-- Task details --
Starting at the row containing "Mark a point on each instance of the blurred" and ending with the last row below, copy those rows out again, replacing "duck's" with "bird's" and keeping everything else the same.

---------- Record set ----------

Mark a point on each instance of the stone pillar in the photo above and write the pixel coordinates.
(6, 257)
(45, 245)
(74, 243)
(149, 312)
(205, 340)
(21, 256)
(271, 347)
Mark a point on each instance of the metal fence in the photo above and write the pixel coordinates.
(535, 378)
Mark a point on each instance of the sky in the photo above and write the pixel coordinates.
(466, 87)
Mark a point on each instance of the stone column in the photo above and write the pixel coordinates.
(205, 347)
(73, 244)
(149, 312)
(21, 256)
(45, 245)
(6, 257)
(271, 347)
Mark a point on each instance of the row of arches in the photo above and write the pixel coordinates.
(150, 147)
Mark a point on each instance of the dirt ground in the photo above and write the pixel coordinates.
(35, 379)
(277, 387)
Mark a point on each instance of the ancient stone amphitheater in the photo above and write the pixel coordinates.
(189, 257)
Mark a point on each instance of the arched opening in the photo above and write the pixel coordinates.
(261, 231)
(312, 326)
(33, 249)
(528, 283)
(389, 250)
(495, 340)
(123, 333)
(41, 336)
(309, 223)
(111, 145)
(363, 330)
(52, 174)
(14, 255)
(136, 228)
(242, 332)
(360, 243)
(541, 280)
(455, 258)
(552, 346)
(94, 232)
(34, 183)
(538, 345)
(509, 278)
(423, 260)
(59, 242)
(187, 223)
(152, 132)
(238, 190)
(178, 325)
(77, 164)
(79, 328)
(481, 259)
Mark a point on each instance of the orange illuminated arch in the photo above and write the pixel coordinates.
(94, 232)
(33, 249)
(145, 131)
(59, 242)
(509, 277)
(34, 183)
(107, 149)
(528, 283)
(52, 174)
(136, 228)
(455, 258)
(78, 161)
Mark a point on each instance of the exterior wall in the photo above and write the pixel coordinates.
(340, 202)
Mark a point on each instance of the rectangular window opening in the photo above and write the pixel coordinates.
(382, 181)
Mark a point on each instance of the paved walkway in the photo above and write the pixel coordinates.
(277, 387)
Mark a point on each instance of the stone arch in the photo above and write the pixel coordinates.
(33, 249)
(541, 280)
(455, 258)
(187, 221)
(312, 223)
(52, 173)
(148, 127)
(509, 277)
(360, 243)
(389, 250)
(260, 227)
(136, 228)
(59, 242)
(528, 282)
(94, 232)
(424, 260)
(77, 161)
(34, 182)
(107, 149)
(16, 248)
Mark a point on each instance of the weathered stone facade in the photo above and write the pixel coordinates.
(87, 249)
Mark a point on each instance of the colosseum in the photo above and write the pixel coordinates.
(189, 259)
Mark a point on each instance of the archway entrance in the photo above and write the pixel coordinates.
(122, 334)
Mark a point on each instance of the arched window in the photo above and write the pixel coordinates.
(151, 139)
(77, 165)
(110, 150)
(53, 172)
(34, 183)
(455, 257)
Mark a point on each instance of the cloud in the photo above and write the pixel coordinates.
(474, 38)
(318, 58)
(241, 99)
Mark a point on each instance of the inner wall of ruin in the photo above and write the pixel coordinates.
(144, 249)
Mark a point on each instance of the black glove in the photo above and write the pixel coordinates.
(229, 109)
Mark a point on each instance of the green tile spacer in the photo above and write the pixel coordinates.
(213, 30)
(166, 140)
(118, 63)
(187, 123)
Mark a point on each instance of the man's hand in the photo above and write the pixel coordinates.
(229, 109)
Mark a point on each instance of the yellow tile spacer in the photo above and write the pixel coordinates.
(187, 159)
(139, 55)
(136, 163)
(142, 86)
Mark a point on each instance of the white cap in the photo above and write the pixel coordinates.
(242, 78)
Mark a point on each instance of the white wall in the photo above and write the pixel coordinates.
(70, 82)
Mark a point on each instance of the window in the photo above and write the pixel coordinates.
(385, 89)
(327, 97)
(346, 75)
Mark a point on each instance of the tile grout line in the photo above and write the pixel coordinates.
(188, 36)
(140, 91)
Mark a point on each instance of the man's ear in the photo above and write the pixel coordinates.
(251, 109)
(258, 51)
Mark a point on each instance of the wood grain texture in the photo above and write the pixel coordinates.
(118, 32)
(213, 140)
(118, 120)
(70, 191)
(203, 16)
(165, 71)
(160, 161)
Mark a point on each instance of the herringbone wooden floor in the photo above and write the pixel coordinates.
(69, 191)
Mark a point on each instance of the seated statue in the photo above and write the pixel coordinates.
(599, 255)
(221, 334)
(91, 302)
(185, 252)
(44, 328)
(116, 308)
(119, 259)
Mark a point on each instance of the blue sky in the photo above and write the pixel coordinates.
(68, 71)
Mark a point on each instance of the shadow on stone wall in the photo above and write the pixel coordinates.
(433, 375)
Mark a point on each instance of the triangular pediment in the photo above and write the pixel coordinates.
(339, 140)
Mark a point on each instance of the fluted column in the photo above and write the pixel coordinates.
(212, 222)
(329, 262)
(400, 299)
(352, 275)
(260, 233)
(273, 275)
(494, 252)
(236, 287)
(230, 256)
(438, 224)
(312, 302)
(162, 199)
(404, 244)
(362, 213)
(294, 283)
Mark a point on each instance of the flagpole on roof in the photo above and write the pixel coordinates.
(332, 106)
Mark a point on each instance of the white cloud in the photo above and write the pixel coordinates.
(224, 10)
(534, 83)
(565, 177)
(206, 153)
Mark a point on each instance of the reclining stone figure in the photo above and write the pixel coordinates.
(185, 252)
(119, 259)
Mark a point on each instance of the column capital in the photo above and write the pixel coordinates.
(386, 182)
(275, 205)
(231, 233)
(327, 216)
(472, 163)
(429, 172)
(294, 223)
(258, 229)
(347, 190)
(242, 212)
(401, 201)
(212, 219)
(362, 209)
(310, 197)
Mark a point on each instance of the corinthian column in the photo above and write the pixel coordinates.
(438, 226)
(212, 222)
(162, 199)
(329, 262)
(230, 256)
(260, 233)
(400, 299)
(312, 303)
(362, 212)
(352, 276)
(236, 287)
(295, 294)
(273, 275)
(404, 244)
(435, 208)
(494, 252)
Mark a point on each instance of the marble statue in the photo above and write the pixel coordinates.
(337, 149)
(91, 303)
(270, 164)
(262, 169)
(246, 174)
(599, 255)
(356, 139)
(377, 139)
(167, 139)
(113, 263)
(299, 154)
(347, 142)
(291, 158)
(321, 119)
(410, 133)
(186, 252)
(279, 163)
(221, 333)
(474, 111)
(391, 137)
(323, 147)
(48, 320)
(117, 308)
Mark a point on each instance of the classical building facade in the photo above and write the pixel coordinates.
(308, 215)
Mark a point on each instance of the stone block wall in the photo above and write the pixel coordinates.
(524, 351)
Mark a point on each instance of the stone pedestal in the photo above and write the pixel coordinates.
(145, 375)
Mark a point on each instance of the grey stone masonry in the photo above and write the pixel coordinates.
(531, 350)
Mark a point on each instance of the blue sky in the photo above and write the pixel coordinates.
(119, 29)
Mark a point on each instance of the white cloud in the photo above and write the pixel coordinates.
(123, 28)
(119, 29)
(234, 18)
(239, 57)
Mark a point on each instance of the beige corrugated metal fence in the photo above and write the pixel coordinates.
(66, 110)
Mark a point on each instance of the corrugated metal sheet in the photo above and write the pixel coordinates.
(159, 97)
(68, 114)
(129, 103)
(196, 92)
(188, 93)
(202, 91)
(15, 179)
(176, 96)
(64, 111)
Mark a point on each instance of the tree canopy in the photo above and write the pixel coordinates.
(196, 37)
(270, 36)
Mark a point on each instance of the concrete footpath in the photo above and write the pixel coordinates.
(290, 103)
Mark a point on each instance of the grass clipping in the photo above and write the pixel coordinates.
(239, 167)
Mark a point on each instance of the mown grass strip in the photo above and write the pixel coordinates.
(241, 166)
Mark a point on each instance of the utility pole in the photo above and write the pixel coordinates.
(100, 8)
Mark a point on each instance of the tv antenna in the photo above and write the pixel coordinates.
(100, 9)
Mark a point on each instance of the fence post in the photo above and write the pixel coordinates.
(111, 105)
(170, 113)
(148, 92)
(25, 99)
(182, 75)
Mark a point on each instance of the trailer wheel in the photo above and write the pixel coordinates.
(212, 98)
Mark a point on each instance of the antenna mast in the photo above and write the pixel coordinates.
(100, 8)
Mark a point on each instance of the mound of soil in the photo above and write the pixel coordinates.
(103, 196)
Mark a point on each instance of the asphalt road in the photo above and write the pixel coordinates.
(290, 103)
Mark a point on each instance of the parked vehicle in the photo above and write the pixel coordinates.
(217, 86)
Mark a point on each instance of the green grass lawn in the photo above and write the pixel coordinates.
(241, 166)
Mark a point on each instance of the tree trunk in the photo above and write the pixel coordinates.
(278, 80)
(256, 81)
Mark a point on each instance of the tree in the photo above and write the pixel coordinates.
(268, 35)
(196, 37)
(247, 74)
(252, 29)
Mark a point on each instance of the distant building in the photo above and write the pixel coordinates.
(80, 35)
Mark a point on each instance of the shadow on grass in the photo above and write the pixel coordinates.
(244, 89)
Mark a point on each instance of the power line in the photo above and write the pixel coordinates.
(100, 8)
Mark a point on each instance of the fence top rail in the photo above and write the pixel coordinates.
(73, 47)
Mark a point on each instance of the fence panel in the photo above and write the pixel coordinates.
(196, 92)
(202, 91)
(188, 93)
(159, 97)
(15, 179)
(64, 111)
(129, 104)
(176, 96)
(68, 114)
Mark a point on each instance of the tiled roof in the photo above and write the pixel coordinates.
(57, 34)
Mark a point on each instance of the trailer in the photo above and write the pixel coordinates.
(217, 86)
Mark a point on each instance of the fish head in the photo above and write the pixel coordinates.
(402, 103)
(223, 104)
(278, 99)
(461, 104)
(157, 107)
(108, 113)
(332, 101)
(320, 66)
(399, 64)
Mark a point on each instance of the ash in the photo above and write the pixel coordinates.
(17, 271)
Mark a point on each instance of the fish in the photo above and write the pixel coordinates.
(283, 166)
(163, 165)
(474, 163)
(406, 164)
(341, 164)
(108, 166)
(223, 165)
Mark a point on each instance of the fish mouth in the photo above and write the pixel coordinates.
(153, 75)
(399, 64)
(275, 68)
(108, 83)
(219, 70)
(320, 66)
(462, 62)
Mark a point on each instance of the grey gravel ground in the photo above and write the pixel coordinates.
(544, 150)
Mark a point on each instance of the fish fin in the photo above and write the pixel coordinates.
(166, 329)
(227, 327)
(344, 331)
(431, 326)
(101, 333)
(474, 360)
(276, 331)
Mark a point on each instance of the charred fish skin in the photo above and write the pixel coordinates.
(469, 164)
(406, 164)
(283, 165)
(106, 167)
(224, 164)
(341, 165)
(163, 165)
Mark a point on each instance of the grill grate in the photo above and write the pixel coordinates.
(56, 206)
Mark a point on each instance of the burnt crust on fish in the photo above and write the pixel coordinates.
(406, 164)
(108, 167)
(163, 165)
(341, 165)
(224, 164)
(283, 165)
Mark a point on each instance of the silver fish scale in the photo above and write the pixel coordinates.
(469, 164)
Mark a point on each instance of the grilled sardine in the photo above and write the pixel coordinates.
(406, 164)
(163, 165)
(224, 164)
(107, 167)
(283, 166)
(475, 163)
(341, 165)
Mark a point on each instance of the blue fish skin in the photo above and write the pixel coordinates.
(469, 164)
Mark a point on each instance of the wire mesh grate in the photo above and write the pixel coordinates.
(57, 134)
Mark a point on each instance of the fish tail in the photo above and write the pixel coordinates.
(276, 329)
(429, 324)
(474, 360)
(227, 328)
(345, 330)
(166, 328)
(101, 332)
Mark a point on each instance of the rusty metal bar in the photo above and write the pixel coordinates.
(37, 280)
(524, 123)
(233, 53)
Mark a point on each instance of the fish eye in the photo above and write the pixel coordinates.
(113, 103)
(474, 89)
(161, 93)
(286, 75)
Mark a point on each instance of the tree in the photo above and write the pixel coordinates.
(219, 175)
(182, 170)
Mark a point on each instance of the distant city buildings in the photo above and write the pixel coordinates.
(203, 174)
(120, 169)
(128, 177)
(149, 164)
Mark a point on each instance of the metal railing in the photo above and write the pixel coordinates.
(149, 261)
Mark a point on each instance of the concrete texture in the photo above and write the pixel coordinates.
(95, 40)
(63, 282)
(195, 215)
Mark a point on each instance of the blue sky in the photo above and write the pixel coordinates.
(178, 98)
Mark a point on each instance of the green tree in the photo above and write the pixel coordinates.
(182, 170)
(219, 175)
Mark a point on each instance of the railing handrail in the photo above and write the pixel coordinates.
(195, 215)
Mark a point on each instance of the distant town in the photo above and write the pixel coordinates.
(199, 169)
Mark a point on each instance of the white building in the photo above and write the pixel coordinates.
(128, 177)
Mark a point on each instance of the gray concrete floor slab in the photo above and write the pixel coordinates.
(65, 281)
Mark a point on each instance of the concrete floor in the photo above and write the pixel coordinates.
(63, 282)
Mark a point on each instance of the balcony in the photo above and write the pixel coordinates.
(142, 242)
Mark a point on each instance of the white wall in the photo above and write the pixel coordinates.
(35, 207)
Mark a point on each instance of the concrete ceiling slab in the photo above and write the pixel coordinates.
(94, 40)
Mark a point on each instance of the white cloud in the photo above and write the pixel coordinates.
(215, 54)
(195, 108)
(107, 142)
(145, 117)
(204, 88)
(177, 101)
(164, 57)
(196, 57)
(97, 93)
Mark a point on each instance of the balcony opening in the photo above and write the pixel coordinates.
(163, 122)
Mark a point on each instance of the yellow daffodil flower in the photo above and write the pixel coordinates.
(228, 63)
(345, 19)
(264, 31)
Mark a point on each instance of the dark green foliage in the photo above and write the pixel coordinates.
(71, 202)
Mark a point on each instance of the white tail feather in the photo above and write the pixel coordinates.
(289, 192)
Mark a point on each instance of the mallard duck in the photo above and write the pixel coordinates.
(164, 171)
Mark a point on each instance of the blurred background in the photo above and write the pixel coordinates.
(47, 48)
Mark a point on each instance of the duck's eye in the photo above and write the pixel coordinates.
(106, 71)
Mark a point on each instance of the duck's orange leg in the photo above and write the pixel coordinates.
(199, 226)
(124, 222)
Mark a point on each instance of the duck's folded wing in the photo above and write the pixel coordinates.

----------

-- Response to this task --
Mark a point on each instance of the blurred background in the photo above and write the pixel coordinates.
(47, 48)
Mark a point on each instance of the bird's eye in the photo above and write the pixel coordinates.
(106, 71)
Mark a point on each instance of the bird's orange leg in the photo above and write the pixel coordinates.
(199, 226)
(124, 222)
Mark a point on each instance of the bird's folded wing in the photo above and write the pixel coordinates.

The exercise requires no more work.